* **AIM OF THE EXERCISE**: Exactly the lines from the one containing "the tortoise head" through the end of the listing should be written out, both ends included, and nothing more.

* **DATA TO PROCESS**:

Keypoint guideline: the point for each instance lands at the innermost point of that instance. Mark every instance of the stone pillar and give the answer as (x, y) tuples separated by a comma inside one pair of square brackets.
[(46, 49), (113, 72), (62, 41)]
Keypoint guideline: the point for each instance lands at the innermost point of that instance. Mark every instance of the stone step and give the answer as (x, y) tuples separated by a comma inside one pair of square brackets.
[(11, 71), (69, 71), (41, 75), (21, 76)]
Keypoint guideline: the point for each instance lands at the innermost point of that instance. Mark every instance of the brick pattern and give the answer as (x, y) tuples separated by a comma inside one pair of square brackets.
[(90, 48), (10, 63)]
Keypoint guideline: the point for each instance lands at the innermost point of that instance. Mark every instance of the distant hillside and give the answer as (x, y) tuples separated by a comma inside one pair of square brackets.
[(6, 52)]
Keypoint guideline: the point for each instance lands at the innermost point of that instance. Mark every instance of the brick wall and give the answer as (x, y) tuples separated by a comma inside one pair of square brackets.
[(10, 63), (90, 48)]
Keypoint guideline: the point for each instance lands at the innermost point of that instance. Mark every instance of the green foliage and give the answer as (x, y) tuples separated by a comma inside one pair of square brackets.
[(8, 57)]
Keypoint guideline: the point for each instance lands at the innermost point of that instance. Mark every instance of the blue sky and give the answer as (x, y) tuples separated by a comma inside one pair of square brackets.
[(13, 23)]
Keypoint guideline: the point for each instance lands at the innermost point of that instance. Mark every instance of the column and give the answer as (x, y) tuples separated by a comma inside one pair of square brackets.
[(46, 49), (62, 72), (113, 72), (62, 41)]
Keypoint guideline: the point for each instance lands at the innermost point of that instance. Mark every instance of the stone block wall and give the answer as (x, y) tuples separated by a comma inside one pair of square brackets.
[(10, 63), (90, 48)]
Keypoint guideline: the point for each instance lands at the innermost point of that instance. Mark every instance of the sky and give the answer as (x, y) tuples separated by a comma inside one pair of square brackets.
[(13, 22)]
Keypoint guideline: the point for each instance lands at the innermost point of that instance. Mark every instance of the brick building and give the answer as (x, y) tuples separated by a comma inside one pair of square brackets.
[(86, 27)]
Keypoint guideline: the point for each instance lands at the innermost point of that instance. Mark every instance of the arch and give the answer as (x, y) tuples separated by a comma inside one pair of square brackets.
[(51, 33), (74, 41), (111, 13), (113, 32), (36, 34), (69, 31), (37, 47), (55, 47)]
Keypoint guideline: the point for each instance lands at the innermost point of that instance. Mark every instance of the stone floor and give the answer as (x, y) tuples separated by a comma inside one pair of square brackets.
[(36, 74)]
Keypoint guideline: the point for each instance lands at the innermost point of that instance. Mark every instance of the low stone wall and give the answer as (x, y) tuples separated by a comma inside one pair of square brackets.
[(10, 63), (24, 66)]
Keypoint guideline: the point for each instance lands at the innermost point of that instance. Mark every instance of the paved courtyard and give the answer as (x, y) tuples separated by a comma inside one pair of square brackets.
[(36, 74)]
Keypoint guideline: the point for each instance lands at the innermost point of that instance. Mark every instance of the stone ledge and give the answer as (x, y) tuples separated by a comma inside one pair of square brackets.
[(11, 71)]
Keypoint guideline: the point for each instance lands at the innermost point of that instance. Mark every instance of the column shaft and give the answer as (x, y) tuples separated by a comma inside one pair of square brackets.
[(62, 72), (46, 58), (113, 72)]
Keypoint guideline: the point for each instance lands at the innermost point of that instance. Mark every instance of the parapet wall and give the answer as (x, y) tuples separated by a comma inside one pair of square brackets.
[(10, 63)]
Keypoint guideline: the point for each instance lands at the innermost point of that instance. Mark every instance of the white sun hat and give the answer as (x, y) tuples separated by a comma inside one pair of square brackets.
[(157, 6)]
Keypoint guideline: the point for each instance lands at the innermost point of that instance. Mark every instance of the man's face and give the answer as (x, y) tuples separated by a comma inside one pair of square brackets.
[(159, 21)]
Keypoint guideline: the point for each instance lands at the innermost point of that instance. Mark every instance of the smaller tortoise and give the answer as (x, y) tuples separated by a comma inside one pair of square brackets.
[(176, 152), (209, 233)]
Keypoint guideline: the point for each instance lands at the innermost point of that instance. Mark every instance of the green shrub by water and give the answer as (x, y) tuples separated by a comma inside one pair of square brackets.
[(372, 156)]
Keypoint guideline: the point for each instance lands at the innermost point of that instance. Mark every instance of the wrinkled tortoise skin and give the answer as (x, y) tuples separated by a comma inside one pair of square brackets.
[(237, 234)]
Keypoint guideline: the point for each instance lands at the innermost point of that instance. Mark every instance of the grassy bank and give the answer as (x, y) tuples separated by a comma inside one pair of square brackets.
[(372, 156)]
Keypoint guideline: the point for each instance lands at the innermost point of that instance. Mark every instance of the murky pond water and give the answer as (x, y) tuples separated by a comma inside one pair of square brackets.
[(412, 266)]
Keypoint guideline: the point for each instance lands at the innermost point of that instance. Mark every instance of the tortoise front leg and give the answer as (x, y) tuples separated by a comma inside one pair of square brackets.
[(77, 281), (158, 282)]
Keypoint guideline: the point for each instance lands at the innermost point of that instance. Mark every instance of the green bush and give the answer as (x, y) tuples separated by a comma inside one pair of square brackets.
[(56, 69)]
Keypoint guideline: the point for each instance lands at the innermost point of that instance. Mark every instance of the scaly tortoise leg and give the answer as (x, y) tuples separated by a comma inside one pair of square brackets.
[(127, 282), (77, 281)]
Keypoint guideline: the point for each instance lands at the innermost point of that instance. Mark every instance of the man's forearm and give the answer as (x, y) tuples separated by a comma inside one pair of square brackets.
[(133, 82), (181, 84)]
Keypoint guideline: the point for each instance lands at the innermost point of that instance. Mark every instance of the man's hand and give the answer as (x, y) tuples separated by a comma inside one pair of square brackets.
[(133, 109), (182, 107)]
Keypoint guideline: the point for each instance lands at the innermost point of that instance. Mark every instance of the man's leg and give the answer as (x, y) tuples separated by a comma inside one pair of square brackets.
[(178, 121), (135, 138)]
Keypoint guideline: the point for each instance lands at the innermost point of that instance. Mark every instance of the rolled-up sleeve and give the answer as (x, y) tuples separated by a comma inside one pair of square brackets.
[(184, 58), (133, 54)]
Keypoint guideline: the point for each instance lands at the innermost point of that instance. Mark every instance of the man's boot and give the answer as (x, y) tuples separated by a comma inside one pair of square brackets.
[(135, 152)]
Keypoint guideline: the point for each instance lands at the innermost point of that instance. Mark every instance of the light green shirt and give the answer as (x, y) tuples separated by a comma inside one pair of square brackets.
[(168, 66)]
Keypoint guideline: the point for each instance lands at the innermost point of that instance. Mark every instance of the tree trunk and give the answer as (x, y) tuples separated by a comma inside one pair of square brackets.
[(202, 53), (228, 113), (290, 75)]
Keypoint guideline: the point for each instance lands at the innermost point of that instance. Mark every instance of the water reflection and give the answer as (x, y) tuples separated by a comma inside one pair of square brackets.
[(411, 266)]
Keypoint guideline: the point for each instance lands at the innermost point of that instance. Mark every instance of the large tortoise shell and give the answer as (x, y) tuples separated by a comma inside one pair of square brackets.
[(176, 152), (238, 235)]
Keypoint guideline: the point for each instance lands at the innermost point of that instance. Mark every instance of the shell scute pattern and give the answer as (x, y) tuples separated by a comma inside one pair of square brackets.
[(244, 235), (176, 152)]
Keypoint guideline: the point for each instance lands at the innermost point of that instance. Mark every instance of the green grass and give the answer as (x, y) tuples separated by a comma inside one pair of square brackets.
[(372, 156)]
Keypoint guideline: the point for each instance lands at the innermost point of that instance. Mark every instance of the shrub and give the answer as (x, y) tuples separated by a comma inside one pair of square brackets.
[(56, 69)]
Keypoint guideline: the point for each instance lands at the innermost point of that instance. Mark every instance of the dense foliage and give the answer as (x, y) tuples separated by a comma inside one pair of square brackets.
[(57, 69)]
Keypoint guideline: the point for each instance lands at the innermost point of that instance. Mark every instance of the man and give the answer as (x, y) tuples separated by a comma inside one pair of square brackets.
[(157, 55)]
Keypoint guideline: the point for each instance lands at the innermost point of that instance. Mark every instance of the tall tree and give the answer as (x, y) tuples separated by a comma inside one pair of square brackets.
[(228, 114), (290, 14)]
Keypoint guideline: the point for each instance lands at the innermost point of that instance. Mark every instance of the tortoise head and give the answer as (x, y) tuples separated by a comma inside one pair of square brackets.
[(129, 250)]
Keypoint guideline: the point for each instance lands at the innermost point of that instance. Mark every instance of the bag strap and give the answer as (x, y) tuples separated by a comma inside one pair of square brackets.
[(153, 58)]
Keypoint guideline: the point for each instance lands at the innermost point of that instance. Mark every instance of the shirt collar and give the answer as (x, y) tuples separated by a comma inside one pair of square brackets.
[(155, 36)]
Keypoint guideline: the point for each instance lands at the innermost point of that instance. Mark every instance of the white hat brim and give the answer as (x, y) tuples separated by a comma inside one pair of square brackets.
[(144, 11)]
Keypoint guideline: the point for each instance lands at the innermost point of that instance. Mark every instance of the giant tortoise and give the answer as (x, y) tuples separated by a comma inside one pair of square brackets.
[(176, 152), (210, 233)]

* **OUTPUT**:
Keypoint guideline: the point for each instance lands at the innermost point of that instance. Mark every instance of the tortoise head and give the answer as (x, y) tuples separated by a comma inside one pair of square brackets.
[(129, 250)]
Keypoint guideline: the point for each instance lands at the innermost point of that instance. Mark every instance of the bag strap and give the answer as (x, y) tuples separated by a comma inside one pair of square brackets.
[(153, 58)]
Keypoint guideline: the point for each instance lands at the innermost point of that instance. Mark every instance of the shirt collar and give the answer as (x, y) tuples separated by a comma inside one pair of square brackets.
[(155, 36)]
Keypoint guideline: the point for each instance lands at the innermost point of that instance. Mark every instance of the white hat brim and give the answer as (x, y) tuples separated by a comma inside one pair of square brackets.
[(144, 11)]
Keypoint guideline: the point for each instance lands at the innermost point of that instance. Mark every instance of the giant tortoise and give the answer as (x, y) tuples separated by a comma inside one pair of square brackets.
[(176, 152), (210, 233)]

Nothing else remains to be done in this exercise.